EXCERTO SELECIONADO:
=======
Olá – kistá (in tharu) Namasté
Como está? – Kastousa
Obrigado – Anibar
Por favor – kirpaiá
Rinoceronte – (em tharu) – ghaira
No início da viagem deu logo para entender que ia ser uma longa aventura. Em Hong Kong duas nepalesas, já de idade, sentaram-se ao nosso lado. Apesar do calor, as mulheres tinham vestidas, pelo menos, quatro camisolas de lã grossa. Só o ar asfixiante do avião as levou a tirar algum vestuário. Depois destes preparativos arranjaram um adorno, um cordão que atravessava a orelha e era preso no nariz.
A tripulação proibia a colocação de bagagem de mão nas prateleiras. Como os nepaleses levavam inúmeros sacos e caixotes de papelão, tinham de os colocar entre os bancos. As mulheres que seguiam ao nosso lado tinham todo o espaço ocupado e tiveram de fazer a viagem com as pernas dobradas em cima dos volumes. Uma surpresa. Difícil de perceber com tantas medidas de segurança!
Mais fatalistas foram outros dois turistas que, apesar de o avião já ter as portas fechadas, após vários berros, obrigaram a tripulação a suspender a partida. Os turistas alegavam falta de condições de segurança. Abandonaram o aparelho. Eram capaz de ter razão. Após algumas horas de voo e sofrimento, chegámos a Kathmandu.
O aeroporto parecia uma estação rodoviária de uma vila do interior de Portugal. Num balcão de madeira tivemos de pagar 10$USD para o visto de entrada. A chegada foi de noite e o aeroporto estava cheio de turistas ocidentais. A reserva das duas primeiras noite tinha sido feita na agencia de viagens. Nesta altura, final dos anos 80, não havia internet, só telefone ou fax e o único suporte era um livro/guia.
Fomos para o Mount Makalu e o transporte foi num táxi que já devia ter mais de 50 anos. O hotel também não era novo e o serviço deixava muito a desejar. Tinha uma piscina mas, com o tempo que estava, seria mais útil uma lareira. O Makalu não era barato e ficava longe do centro da cidade. O ideal era mudar de alojamento.
=======
LISTA DE EXERCÍCIOS:
1. Responda com base no relato de viagem ao Nepal:
(a) Em que cidade duas nepalesas se sentaram ao lado dos viajantes?
(b) Que motivo alegaram os dois turistas que obrigaram a tripulação a suspender a partida?
(c) Como se chamava o hotel para onde os viajantes foram de táxi?
2. Repita o trecho do relato de viagem ao Nepal entre "Olá – kistá" e "preso no nariz.", inclusive, sem alterar nada.

REGISTOS LISTADOS:
=======
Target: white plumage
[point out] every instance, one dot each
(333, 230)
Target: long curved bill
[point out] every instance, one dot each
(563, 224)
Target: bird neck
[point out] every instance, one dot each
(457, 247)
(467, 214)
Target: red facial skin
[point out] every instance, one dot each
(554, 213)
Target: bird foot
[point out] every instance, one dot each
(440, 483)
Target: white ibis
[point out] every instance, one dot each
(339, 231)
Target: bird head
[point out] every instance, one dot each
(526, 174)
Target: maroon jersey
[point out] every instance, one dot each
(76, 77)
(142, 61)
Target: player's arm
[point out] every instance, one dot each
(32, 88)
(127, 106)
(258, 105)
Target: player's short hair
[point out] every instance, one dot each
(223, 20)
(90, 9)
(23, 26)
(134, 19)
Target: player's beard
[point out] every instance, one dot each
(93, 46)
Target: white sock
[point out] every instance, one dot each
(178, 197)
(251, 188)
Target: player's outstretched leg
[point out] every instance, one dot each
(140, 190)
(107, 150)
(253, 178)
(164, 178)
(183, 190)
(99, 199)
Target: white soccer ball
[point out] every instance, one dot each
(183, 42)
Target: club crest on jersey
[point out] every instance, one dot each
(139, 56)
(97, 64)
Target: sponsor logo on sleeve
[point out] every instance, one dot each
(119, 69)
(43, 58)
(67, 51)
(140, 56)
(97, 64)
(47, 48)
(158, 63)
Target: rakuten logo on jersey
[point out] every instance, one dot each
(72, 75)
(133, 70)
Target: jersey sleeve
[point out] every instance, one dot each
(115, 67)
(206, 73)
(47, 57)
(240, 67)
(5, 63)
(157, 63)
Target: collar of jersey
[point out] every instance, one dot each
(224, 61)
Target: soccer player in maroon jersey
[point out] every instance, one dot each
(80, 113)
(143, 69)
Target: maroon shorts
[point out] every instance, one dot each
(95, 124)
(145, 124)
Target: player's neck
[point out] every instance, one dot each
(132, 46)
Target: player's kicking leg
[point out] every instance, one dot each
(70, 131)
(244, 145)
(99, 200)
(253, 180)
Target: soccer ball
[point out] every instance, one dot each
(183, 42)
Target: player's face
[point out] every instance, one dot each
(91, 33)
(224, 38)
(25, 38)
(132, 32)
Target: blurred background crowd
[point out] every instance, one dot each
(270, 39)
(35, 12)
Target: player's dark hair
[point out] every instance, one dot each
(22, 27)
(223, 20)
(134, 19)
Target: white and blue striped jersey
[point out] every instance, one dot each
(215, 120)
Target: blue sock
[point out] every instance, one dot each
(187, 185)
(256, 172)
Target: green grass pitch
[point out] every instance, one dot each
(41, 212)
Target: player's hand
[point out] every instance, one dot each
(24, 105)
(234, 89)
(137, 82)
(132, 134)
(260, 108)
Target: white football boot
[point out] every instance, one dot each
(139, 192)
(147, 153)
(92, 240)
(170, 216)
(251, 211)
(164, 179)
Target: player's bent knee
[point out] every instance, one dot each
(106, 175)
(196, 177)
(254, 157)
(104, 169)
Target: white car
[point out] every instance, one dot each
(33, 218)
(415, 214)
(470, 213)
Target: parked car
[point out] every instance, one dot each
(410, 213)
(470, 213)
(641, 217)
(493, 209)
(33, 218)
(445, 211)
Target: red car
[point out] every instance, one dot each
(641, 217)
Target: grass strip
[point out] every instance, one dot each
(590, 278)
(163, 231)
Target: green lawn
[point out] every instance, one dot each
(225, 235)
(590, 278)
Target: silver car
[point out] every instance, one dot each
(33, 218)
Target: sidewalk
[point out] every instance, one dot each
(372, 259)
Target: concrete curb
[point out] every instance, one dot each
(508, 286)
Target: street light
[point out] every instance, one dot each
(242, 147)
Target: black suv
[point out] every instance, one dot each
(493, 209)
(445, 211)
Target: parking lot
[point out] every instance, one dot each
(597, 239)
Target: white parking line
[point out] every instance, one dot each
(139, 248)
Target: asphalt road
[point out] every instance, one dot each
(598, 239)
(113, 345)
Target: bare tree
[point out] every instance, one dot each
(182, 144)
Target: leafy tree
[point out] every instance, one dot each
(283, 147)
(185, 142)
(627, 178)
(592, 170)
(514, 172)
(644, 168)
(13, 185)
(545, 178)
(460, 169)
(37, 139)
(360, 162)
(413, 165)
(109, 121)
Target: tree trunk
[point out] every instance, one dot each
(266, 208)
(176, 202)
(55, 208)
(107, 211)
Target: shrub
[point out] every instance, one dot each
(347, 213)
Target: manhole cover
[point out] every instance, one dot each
=======
RESPOSTAS POR TAREFA:
1.
(a) Em Hong Kong.
(b) Falta de condições de segurança.
(c) Mount Makalu.

2.
Olá – kistá (in tharu) Namasté
Como está? – Kastousa
Obrigado – Anibar
Por favor – kirpaiá
Rinoceronte – (em tharu) – ghaira
No início da viagem deu logo para entender que ia ser uma longa aventura. Em Hong Kong duas nepalesas, já de idade, sentaram-se ao nosso lado. Apesar do calor, as mulheres tinham vestidas, pelo menos, quatro camisolas de lã grossa. Só o ar asfixiante do avião as levou a tirar algum vestuário. Depois destes preparativos arranjaram um adorno, um cordão que atravessava a orelha e era preso no nariz.